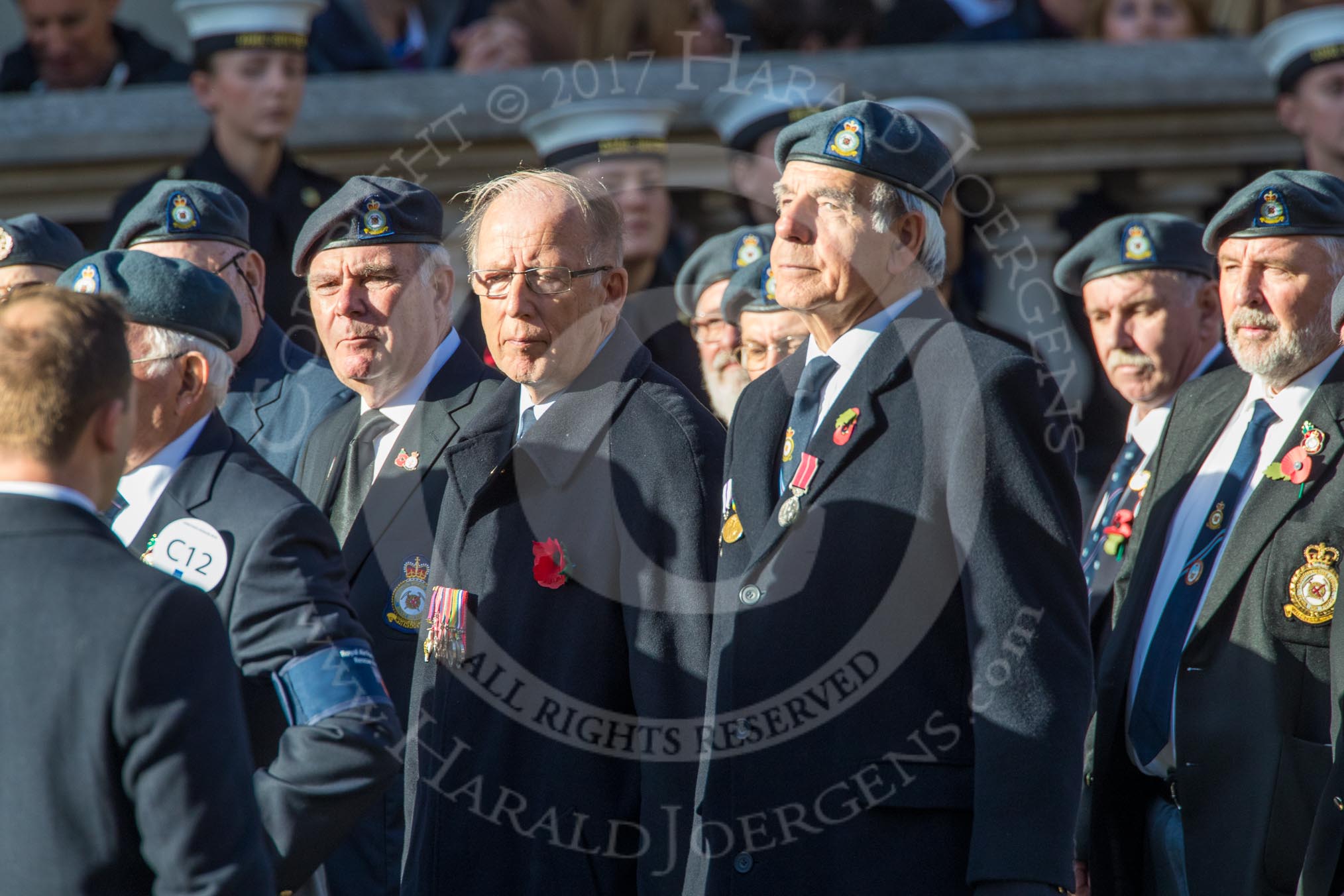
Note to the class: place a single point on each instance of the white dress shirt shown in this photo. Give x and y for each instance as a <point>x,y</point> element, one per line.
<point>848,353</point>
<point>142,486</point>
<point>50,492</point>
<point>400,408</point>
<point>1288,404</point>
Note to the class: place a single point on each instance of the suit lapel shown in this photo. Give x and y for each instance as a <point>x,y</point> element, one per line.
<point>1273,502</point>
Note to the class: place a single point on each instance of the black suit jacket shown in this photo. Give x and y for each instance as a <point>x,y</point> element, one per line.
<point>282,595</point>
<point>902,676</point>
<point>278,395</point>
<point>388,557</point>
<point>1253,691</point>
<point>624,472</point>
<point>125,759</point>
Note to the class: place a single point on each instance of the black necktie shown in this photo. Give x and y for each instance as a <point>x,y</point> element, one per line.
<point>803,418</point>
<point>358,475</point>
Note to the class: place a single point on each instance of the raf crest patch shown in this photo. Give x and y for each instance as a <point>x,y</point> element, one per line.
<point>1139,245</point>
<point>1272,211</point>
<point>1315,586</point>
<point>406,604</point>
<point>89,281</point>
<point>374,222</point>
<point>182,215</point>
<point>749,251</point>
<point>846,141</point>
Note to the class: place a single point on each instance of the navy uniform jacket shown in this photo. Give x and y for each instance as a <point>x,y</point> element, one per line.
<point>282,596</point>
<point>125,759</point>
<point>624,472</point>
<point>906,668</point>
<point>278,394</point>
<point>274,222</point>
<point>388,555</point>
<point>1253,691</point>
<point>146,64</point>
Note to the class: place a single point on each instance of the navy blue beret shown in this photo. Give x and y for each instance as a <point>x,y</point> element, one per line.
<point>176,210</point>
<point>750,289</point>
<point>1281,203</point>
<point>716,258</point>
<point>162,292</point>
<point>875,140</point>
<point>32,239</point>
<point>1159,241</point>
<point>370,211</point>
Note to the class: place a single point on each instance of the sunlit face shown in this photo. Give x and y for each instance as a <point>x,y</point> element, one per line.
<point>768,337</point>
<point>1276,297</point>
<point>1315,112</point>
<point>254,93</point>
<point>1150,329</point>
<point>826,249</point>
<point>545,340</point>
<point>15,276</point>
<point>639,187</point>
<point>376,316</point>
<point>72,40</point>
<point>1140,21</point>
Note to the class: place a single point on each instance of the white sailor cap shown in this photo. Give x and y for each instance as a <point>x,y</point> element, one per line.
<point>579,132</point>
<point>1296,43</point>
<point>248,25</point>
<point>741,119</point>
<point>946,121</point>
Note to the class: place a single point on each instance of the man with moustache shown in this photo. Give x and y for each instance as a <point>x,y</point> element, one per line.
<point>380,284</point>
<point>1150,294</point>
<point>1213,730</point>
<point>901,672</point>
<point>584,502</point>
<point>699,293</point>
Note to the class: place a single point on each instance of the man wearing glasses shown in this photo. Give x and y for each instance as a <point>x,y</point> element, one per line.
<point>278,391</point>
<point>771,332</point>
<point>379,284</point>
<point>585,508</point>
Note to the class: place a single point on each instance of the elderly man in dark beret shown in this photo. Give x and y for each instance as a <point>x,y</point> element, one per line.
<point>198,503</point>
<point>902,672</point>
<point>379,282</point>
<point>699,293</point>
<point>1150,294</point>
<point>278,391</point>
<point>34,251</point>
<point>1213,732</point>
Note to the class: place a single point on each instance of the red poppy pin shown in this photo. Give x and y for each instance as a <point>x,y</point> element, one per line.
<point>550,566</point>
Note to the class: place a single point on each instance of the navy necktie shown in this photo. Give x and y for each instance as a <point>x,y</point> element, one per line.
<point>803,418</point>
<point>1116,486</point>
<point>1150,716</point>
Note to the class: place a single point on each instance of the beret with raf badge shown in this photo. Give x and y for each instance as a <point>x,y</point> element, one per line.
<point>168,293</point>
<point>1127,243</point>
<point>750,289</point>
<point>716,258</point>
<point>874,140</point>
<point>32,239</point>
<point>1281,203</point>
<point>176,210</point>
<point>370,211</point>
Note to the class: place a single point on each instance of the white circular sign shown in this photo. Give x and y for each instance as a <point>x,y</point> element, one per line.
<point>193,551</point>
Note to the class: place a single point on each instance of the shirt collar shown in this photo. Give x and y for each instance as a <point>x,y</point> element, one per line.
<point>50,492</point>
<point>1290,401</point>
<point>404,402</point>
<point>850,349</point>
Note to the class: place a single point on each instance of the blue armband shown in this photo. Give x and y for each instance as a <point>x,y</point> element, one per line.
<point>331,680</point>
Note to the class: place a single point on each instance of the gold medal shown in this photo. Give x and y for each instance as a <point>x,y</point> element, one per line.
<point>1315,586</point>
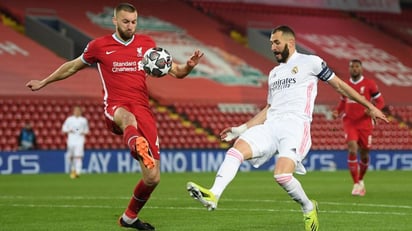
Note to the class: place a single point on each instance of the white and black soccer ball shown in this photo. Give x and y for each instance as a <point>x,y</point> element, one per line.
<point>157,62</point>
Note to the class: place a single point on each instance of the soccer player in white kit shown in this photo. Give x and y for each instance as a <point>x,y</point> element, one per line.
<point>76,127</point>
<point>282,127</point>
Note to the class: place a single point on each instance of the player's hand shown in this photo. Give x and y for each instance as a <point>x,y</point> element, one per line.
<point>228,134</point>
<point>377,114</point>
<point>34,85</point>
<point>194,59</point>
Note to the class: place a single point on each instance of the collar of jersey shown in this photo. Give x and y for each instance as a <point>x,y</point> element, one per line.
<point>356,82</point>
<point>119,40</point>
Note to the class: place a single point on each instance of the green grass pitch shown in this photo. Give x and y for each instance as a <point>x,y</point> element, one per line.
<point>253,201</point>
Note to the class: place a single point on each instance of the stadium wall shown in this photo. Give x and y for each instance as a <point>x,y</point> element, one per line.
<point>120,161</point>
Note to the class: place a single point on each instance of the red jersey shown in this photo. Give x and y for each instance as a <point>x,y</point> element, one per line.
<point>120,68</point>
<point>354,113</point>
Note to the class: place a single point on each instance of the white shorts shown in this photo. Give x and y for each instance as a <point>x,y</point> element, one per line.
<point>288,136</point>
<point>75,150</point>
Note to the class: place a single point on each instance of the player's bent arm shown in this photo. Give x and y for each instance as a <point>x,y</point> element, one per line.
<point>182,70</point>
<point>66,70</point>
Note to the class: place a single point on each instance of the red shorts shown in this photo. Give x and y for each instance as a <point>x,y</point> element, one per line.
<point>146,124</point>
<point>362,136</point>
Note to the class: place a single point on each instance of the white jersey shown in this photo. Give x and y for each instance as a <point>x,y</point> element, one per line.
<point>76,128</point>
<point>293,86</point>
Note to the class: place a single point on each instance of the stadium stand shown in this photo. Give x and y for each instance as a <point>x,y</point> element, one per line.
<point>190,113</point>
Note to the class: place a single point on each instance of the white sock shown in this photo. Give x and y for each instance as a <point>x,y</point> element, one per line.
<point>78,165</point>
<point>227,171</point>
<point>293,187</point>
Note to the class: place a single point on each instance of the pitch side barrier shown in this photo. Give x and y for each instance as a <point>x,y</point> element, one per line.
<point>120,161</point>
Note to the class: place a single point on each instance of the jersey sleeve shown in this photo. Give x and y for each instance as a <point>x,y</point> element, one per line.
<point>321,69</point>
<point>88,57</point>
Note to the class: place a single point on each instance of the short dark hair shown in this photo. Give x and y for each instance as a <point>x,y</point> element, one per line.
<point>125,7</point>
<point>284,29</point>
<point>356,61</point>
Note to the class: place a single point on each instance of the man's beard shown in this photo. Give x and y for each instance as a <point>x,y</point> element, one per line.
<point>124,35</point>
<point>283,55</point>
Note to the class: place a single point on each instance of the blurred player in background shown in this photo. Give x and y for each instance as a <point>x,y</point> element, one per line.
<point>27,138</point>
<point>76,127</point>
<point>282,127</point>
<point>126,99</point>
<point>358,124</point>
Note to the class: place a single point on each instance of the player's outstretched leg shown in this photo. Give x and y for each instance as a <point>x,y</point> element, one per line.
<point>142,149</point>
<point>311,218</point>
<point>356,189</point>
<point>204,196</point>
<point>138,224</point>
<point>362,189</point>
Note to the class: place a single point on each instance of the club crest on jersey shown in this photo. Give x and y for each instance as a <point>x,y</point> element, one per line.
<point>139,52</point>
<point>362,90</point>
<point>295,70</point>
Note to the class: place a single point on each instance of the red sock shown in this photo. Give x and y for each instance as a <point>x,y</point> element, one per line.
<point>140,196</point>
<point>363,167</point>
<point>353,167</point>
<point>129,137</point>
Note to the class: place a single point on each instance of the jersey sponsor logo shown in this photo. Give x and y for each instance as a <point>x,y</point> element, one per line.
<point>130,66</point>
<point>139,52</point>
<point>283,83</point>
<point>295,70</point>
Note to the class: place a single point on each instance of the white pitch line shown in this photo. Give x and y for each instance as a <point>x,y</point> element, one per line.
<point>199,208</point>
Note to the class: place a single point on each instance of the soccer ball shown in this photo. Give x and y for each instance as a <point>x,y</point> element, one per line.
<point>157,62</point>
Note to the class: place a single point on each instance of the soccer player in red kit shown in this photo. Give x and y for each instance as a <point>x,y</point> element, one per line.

★ ★ ★ ★ ★

Instructions for the task:
Starting at the line with "the white pitch", copy every line up to and including the last one in the entries above.

Task output:
Note to the class: place a single point on each instance of the white pitch line shown in this photo. Give x and y for each instance as a <point>x,y</point> element, one per line.
<point>199,208</point>
Note to the class: place a single point on each instance of the soccer ball shown in this photo. Give x and y for each instance as a <point>x,y</point> element, one per line.
<point>157,62</point>
Note to the class: place a single point on each instance of the soccer player in red kit shown in this photo. Give x and y for each instance as a <point>x,y</point> element, one per line.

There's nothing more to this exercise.